[Location identification material]
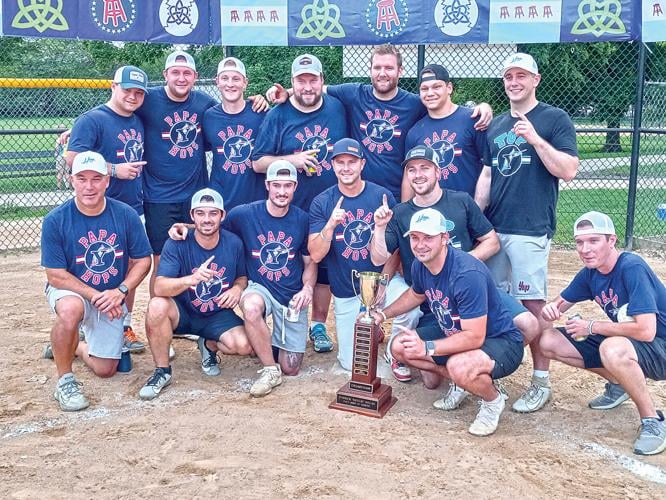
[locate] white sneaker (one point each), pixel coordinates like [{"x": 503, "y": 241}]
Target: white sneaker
[
  {"x": 271, "y": 376},
  {"x": 536, "y": 396},
  {"x": 488, "y": 417},
  {"x": 452, "y": 399}
]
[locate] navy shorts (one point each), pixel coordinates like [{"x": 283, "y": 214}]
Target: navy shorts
[
  {"x": 159, "y": 219},
  {"x": 651, "y": 355},
  {"x": 505, "y": 352},
  {"x": 210, "y": 327}
]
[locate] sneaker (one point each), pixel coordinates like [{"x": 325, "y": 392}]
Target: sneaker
[
  {"x": 452, "y": 399},
  {"x": 487, "y": 419},
  {"x": 536, "y": 396},
  {"x": 157, "y": 381},
  {"x": 614, "y": 395},
  {"x": 209, "y": 363},
  {"x": 68, "y": 394},
  {"x": 321, "y": 341},
  {"x": 132, "y": 342},
  {"x": 271, "y": 376},
  {"x": 652, "y": 436}
]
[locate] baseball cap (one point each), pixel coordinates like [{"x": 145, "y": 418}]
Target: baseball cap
[
  {"x": 429, "y": 221},
  {"x": 438, "y": 71},
  {"x": 274, "y": 171},
  {"x": 180, "y": 58},
  {"x": 520, "y": 60},
  {"x": 306, "y": 63},
  {"x": 422, "y": 152},
  {"x": 198, "y": 200},
  {"x": 131, "y": 77},
  {"x": 347, "y": 146},
  {"x": 231, "y": 64},
  {"x": 600, "y": 224},
  {"x": 89, "y": 160}
]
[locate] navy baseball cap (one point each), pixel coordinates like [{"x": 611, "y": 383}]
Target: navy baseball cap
[{"x": 347, "y": 146}]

▶ _What the exercise asks_
Reproduce all of the material above line for line, without changing anything. Leave the pictures out of your answer.

▶ _Result for this exercise_
[locate] white sneaker (one point each), pixel coordinates like [{"x": 503, "y": 241}]
Target: white sneaker
[
  {"x": 271, "y": 376},
  {"x": 536, "y": 396},
  {"x": 488, "y": 417},
  {"x": 452, "y": 399}
]
[locate] navy shorts (one point each), pixel coordinates like [{"x": 283, "y": 214}]
Target: navy shorts
[
  {"x": 159, "y": 219},
  {"x": 651, "y": 355},
  {"x": 505, "y": 352},
  {"x": 210, "y": 327}
]
[locate] sneaker (one point each), pixel coordinates like [{"x": 325, "y": 392}]
Target: sneaker
[
  {"x": 452, "y": 399},
  {"x": 487, "y": 419},
  {"x": 536, "y": 396},
  {"x": 157, "y": 381},
  {"x": 614, "y": 395},
  {"x": 209, "y": 363},
  {"x": 68, "y": 394},
  {"x": 321, "y": 341},
  {"x": 132, "y": 342},
  {"x": 271, "y": 376},
  {"x": 652, "y": 436}
]
[locate] baseball cap (one point each), pixel coordinates like [{"x": 145, "y": 418}]
Target: baseball cap
[
  {"x": 429, "y": 221},
  {"x": 438, "y": 71},
  {"x": 274, "y": 171},
  {"x": 180, "y": 58},
  {"x": 520, "y": 60},
  {"x": 306, "y": 63},
  {"x": 422, "y": 152},
  {"x": 198, "y": 200},
  {"x": 131, "y": 77},
  {"x": 347, "y": 146},
  {"x": 231, "y": 64},
  {"x": 600, "y": 224},
  {"x": 89, "y": 160}
]
[locate] navy baseball cap (one point each), pixel coordinates like [{"x": 611, "y": 383}]
Target: navy baseball cap
[{"x": 347, "y": 146}]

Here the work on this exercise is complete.